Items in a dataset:

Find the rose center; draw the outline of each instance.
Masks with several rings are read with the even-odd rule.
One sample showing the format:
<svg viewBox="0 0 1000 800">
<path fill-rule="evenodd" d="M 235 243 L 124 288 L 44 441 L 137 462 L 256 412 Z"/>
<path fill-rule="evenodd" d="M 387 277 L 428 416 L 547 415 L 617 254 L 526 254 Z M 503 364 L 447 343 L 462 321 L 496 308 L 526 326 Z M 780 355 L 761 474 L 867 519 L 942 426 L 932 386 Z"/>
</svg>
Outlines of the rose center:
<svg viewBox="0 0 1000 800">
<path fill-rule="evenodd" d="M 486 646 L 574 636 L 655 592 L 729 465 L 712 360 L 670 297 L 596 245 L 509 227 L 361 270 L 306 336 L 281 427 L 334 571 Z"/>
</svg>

Direction → Copy everything from the start of the data down to the line containing "235 243 L 124", replacing "rose center" with "flower center" and leaving the rest unchanged.

Result of this exercise →
Find the flower center; draw the outline of each instance.
Masks with several rings are read with the even-odd rule.
One sample showing the format:
<svg viewBox="0 0 1000 800">
<path fill-rule="evenodd" d="M 235 243 L 124 288 L 44 441 L 137 462 L 256 412 Z"/>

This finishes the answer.